Saved entries
%%

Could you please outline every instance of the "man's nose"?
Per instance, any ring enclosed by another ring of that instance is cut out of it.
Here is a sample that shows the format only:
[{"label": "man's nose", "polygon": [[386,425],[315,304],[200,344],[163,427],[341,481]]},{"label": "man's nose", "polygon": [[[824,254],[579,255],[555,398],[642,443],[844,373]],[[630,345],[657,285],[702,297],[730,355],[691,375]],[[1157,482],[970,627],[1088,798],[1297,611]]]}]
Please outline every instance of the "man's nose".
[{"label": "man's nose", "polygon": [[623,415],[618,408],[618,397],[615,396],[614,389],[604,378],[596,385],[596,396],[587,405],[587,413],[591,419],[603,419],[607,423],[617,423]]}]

%%

Looking at the entries, state how many lines hold the string "that", with the number as the sole reply.

2